Extrait choisi >>
####################
Le «brand content», ce contenu de marque qui s’insère dans des formats éditoriaux en ligne, n’est plus un gros mot. Il peut prendre la forme d’une série de vidéos pour un opérateur téléphonique, d’une interview d’un expert sur les factures d’électricité pour EDF, ou d’une liste de conseils pour passer une soirée inoubliable pour une marque de vodka. Ces contenus, qui véhiculent des «valeurs» dans laquelle se reconnaît cette marque plutôt qu’ils ne font l’apologie de celle-ci, peuvent ainsi être likés, retweetés ou reblogués – alors qu’une bannière n’est jamais partagée sur un réseau social. Lexpress.fr, Lequipe.fr, 20minutes.fr, leparisien.fr europe1.fr, Le Huffington Post, en hébergent déjà, d’autres rédactions vont suivre en 2014.
Si ces nouveaux espaces publicitaires prennent le pas sur les bannières, c’est qu’ils rapportent beaucoup plus – jusqu’à 250.000 dollars pour une campagne sur Buzzfeed comprenant une dizaine de contenus. Du point de vue éditorial, que les médias prennent une partie du rôle des agences de pub ne va pas sans poser de questions éthiques. Le New York Times s’est fendu d’une note sur le sujet, précisant que ces publicités seraient distinguées des contenus journalistiques par une bordure bleue, un logo de l’annonceur, et une police d’écriture différente, ainsi que la mention «paid post» spécifiant que le contenu a été payé. Plus important encore, les contenus des annonceurs seront créés par l’équipe commerciale, et non par la rédaction, martèle le directeur de publication Arthur Sulzberger Jr.
Même règle à Buzzfeed: à New York, la rédaction ne produit pas les contenus de marques. Ceux-ci sont réalisés par l’équipe créative, qui travaille de l’autre côté du plateau, sur les mêmes formats éditoriaux.
####################
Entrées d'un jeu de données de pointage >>
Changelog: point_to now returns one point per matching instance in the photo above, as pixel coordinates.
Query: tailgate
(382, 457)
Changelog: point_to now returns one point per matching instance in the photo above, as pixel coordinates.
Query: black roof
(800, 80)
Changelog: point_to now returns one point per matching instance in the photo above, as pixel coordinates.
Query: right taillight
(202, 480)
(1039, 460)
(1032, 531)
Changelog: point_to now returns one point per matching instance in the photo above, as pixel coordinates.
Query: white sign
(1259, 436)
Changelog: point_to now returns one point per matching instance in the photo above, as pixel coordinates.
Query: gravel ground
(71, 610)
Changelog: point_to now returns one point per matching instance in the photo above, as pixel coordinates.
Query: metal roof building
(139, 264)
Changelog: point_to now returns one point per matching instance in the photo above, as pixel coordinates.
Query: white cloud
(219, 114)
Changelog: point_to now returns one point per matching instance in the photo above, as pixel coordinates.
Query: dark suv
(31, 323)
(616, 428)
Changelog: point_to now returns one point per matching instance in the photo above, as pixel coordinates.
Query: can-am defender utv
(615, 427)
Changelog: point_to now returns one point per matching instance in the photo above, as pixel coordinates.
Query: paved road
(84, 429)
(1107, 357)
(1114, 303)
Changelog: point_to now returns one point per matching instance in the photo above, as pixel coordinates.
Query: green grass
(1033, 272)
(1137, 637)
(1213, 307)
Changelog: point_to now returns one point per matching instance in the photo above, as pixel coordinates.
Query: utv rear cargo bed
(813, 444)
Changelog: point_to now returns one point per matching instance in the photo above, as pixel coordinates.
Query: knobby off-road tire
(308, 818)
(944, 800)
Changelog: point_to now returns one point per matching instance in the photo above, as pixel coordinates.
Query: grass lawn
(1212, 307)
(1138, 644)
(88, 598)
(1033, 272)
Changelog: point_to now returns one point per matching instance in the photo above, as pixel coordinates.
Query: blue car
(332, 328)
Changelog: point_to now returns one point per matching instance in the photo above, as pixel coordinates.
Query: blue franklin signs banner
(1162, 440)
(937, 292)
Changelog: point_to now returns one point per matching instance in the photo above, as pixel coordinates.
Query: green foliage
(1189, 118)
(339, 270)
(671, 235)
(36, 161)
####################
Consigne A >> Reproduisez à l'identique les entrées, depuis leur toute première ligne jusqu'à la ligne contenant « (1114, 303) », celle-ci incluse.
Consigne B >> Prolongez, s'il vous plaît, le texte sur le contenu de marque dans les médias en ligne, à la suite de sa dernière phrase.

Réponse rédigée A >>
Changelog: point_to now returns one point per matching instance in the photo above, as pixel coordinates.
Query: tailgate
(382, 457)
Changelog: point_to now returns one point per matching instance in the photo above, as pixel coordinates.
Query: black roof
(800, 80)
Changelog: point_to now returns one point per matching instance in the photo above, as pixel coordinates.
Query: right taillight
(202, 480)
(1039, 460)
(1032, 531)
Changelog: point_to now returns one point per matching instance in the photo above, as pixel coordinates.
Query: white sign
(1259, 436)
Changelog: point_to now returns one point per matching instance in the photo above, as pixel coordinates.
Query: gravel ground
(71, 610)
Changelog: point_to now returns one point per matching instance in the photo above, as pixel coordinates.
Query: metal roof building
(139, 264)
Changelog: point_to now returns one point per matching instance in the photo above, as pixel coordinates.
Query: white cloud
(219, 114)
Changelog: point_to now returns one point per matching instance in the photo above, as pixel coordinates.
Query: dark suv
(31, 323)
(616, 428)
Changelog: point_to now returns one point per matching instance in the photo above, as pixel coordinates.
Query: can-am defender utv
(615, 427)
Changelog: point_to now returns one point per matching instance in the photo above, as pixel coordinates.
Query: paved road
(84, 429)
(1107, 357)
(1114, 303)

Réponse rédigée B >>
A quand un Netflix pour l’information? Cette question a été posée par Ken Doctor, l’auteur du livre Newsonomics. Cela supposerait d’avoir des algorithmes capables d’indiquer ce que les gens veulent savoir et comment ils s’informent et de… financer la production . Car tout le fonctionnement de Netflix, la plate-forme qui a financé la série House of Cards, repose sur la puissance de ses algorithmes, capables d’analyser avec précision ce que ses utilisateurs aiment regarder et comment ils le visualisent. Plus de la moitié d’entre eux finissent ainsi une saison d’une série télévisée (jusqu’à 22 épisodes) en une semaine, autant dire que le visionnage intensif est installé dans les chaumières.
Dans ce cadre, les robots aident à calibrer la production journalistique. Ils peuvent aussi aider à éditer un journal comme The Long Good Read, une expérience menée par le Guardian dont l’objectif est de réussir «à presser quelques boutons pour imprimer un journal» dont le contenu a du sens pour les lecteurs. Le principe? Un algorithme maison, baptisé Ophan, pioche dans les articles les plus vus, les mots clés cherchés par les lecteurs du Guardian et une somme d’autres critères pour sélectionner les contenus à imprimer.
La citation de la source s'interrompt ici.